§ **TEXT EXTRACT**:
________
Predict & Autolabel

LightlyTrain provides a simple interface to perform batch prediction on a full dataset. You can use this feature to generate predictions for your unlabeled images using a pretrained model checkpoint, which can then be used as e.g. pseudo labels for further training. This allows you to improve model performance by leveraging all your unlabeled images.

Benchmark Results

Semantic Segmentation with EoMT

The following table compares the performance of the DINOv3 EoMT models on ADE20k validation set with and without using pseudo masks of SUN397 dataset during fine-tuning. You can check the semantic segmentation docs for more details on how to train such models.

The pseudo masks were generated in the following way:

  • we first fine-tuned a ViT-H+ model on the ADE20k dataset, which reaches 0.595 validation mIoU;

  • we then used the checkpoint to create pseudo masks for the SUN397 dataset (~100k images);

  • we subsequently fine-tuned the smaller models using these masks.

The validation results are listed in the table below, where you can notice significant improvements when using the auto-labeled data:

Implementation

Model Name

Autolabel

Val mIoU

# Params (M)

Input Size

Checkpoint Name

LightlyTrain

dinov3/vits16-eomt

0.466

21.6

518×518

LightlyTrain

dinov3/vits16-eomt

0.533

21.6

518×518

dinov3/vits16-eomt-ade20k

LightlyTrain

dinov3/vitb16-eomt

0.544

85.7

518×518

LightlyTrain

dinov3/vitb16-eomt-ade20k

0.573

85.7

518×518

dinov3/vitb16-eomt-ade20k

We also released the model checkpoints fine-tuned with auto-labeled SUN397 dataset in the table above. You can use these checkpoints by specifying the checkpoint name in the model argument of the predict_semantic_segmentation function. See the Predict Semantic Segmentation Masks section below for more details.
________
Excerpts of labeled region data

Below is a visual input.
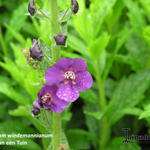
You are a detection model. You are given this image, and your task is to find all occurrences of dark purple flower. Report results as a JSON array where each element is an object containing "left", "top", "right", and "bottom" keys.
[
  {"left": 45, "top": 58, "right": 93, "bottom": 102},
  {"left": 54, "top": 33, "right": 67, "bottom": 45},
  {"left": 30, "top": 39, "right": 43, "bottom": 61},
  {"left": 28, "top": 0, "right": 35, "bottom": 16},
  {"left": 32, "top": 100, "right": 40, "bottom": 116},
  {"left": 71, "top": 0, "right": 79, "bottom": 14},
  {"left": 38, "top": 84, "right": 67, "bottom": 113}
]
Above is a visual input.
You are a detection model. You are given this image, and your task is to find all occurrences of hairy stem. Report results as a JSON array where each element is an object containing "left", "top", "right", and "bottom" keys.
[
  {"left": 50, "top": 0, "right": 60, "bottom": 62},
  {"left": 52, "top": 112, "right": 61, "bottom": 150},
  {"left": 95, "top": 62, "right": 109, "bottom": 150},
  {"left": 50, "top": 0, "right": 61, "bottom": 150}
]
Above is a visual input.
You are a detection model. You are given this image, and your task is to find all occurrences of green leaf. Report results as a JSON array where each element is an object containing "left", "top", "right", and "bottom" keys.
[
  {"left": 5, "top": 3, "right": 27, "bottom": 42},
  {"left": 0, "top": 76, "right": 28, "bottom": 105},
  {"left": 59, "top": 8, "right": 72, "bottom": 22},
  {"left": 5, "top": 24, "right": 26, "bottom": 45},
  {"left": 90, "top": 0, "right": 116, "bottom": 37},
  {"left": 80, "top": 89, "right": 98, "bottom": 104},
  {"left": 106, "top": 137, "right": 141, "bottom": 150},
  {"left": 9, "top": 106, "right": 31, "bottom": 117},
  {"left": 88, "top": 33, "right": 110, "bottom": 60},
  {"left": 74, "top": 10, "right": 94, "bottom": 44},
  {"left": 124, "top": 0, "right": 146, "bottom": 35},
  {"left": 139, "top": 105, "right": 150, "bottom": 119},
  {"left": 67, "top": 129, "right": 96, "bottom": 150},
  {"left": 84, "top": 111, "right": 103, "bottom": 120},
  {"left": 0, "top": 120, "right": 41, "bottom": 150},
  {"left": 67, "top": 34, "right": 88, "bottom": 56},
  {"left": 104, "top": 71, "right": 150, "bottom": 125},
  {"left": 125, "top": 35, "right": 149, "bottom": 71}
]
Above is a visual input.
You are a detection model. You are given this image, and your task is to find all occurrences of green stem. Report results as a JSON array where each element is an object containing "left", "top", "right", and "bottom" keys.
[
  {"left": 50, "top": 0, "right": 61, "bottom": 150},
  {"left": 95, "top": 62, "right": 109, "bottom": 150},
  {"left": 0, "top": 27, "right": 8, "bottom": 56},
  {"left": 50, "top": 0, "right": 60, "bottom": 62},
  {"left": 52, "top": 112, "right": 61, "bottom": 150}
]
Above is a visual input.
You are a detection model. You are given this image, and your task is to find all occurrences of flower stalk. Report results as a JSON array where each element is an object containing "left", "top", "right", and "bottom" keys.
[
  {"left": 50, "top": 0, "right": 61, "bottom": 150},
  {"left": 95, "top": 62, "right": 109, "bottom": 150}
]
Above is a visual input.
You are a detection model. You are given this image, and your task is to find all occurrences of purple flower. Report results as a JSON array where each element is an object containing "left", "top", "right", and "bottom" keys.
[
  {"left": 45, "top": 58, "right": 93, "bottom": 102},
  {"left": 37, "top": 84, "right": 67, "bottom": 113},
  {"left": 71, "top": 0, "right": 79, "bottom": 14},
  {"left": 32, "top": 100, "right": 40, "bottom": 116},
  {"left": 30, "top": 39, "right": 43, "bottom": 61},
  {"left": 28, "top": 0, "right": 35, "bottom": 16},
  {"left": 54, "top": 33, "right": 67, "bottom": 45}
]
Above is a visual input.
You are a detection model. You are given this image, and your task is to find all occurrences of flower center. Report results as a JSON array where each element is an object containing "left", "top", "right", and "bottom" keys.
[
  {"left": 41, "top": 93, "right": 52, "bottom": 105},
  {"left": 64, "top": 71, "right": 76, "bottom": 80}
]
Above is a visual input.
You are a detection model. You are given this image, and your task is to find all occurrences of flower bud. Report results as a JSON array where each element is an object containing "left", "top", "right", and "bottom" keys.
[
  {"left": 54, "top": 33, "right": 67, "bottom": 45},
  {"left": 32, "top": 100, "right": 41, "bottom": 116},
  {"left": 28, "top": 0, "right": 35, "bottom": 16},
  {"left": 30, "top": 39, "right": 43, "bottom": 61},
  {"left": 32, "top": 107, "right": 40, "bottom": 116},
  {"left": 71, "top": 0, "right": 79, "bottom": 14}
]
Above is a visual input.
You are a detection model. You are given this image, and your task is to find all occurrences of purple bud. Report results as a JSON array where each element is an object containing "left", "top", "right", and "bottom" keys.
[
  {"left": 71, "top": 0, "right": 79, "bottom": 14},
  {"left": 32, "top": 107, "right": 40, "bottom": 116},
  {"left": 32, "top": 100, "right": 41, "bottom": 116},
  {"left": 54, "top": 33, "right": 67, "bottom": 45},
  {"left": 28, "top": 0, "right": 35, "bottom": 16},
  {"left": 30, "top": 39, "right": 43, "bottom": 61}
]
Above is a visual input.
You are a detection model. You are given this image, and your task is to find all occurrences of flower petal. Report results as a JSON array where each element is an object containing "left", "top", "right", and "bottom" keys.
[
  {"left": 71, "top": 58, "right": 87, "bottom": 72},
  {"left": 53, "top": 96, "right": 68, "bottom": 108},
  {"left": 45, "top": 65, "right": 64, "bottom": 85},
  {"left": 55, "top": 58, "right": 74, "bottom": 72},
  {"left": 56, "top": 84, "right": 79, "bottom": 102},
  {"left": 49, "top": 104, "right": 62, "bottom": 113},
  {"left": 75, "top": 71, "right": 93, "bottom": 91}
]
________
§ **PROBLEM DETAILS**:
Can you write what comes next in the LightlyTrain page on prediction and autolabeling, picking up after its final sentence?

§ **RESPONSE TO THIS EXERCISE**:
Predict Model Checkpoint

Predict Semantic Segmentation Masks

You can use the predict_semantic_segmentation function to generate semantic segmentation masks for a dataset using a pretrained model checkpoint. An example command looks like this:

import lightly_train

if __name__ == "__main__":
    lightly_train.predict_semantic_segmentation(
        out="out/my_experiment",
        data="my_data_dir",
        model="dinov3/vits16-eomt-ade20k", # use a pretrained checkpoint name
    )

or if you want to use a local checkpoint file:

import lightly_train

if __name__ == "__main__":
    lightly_train.predict_semantic_segmentation(
        out="out/my_experiment",
        data="my_data_dir",
        model="path/to/my/checkpoint_file.pt", # use a local checkpoint file
    )

This will create predicted semantic segmentation masks for all images in the my_data_dir folder and save them to the out/my_experiment folder.

Out

All predicted masks will be saved in the out folder. The subdirectory structure will follow the structure of the input data folder; if data is a list of image files, the images will be saved directly in the out folder.

Each predicted mask will have the same filename as the corresponding input image. The following mask formats are supported:

  • png

Data

The data parameter expects a folder containing images or a list of (possibly mixed) folders and image files. Any folder will be recursively traversed and finds all image files within it (even in nested subdirectories).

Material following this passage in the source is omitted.